Exercise directions
Reproduce the records in full, swapping every occurrence of "Outlines" for "Contours" and leaving all other text unchanged.

Data supplied
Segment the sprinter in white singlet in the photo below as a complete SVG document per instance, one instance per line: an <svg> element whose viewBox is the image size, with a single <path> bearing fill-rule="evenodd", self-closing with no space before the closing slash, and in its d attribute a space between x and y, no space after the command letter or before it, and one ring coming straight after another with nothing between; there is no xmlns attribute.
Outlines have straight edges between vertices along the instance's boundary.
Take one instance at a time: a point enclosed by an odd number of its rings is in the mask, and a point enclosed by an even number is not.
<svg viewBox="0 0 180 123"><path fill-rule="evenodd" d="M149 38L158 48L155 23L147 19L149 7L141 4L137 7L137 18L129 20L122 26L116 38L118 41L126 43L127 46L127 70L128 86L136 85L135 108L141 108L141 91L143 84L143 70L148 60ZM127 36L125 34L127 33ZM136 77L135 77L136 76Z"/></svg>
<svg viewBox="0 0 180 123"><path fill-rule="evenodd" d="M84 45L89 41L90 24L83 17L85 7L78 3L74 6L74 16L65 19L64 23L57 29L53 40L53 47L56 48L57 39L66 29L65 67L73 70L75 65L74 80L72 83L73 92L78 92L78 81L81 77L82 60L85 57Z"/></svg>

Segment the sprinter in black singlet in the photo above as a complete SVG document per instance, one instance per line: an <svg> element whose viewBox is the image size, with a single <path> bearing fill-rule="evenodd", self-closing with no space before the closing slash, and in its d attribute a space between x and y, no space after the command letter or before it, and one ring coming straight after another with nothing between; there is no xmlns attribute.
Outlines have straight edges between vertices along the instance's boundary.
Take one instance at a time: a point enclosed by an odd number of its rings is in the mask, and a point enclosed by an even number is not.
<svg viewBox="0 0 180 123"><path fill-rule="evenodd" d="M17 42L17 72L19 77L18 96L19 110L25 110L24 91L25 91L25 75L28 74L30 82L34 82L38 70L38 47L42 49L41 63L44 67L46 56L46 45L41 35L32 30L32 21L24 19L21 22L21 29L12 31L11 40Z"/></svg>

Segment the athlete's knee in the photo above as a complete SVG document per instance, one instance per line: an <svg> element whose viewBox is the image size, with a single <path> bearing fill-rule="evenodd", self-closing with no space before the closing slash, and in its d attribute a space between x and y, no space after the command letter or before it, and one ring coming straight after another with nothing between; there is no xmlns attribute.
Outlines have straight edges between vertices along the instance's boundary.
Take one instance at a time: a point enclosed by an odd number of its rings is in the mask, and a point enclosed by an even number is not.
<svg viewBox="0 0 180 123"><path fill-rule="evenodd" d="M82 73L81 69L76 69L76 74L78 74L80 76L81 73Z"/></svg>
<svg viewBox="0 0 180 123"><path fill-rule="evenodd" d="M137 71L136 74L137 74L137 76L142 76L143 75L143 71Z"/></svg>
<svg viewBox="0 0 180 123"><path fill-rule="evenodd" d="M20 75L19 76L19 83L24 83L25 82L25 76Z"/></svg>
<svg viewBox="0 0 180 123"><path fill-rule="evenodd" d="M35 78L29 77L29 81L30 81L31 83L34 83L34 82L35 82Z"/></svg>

Task answer
Segment the sprinter in white singlet in the photo below as a complete SVG document per instance, one instance per line: an <svg> element whose viewBox is the image size, with a single <path> bearing fill-rule="evenodd", self-closing with no space before the closing slash, and in its d attribute a space between x and y, no space after the command letter or before it, and one ring coming straight after another with nothing between; there is no xmlns attribute.
Contours have straight edges between vertices along the instance's boundary.
Take one instance at a time: a point enclosed by an odd number of its rings is in the mask, and a point enclosed by an even number is not.
<svg viewBox="0 0 180 123"><path fill-rule="evenodd" d="M149 38L158 48L155 23L147 19L149 7L141 4L137 7L137 18L129 20L122 26L116 38L118 41L126 43L127 46L127 70L128 86L136 85L135 108L141 108L141 91L143 84L143 70L148 60ZM127 36L125 34L127 33ZM136 77L135 77L136 76Z"/></svg>
<svg viewBox="0 0 180 123"><path fill-rule="evenodd" d="M84 45L89 41L90 24L83 17L85 7L78 3L74 6L74 16L65 19L64 23L57 29L53 40L53 47L56 48L57 39L66 29L65 67L73 70L75 65L74 80L72 83L73 92L78 92L78 81L81 77L82 60L85 57Z"/></svg>

Segment the sprinter in black singlet in the photo above as a complete SVG document per instance, one instance per line: an <svg> element whose viewBox is the image size, with a single <path> bearing fill-rule="evenodd", self-closing with no space before the closing slash, and in its d attribute a space between x and y, no space after the command letter or before it, and one ring coming straight after another with nothing between; there is no xmlns attribute.
Contours have straight edges between vertices along the instance's boundary.
Take one instance at a time: a point enclosed by an odd number of its rings is in the mask, and a point enclosed by an even number is not.
<svg viewBox="0 0 180 123"><path fill-rule="evenodd" d="M17 42L17 72L19 77L18 96L19 110L25 110L24 91L25 91L25 75L28 74L30 82L34 82L38 70L38 47L42 49L41 63L44 67L46 56L46 45L41 35L32 30L32 21L24 19L21 22L21 29L12 31L11 40Z"/></svg>

Segment the athlete's knee in the photo above as a complete SVG document per instance, one instance per line: an <svg> element whose viewBox is the image size, with a single <path> bearing fill-rule="evenodd", self-closing with no space before the closing slash, and in its d attribute a space between x and y, no space after the command letter or before it, and one ring coming straight after another with nothing between; there is no xmlns attribute.
Contours have straight edges between vertices along the instance's boundary.
Take one instance at a time: a point enclosed by an odd number of its rings is in the mask, and a point enclosed by an even number is not.
<svg viewBox="0 0 180 123"><path fill-rule="evenodd" d="M82 73L81 69L76 69L76 74L78 74L80 76L81 73Z"/></svg>
<svg viewBox="0 0 180 123"><path fill-rule="evenodd" d="M137 71L136 74L137 74L137 76L142 76L143 75L143 71Z"/></svg>
<svg viewBox="0 0 180 123"><path fill-rule="evenodd" d="M20 75L19 76L19 83L24 83L25 82L25 76Z"/></svg>
<svg viewBox="0 0 180 123"><path fill-rule="evenodd" d="M35 78L29 77L29 81L30 81L31 83L34 83L34 82L35 82Z"/></svg>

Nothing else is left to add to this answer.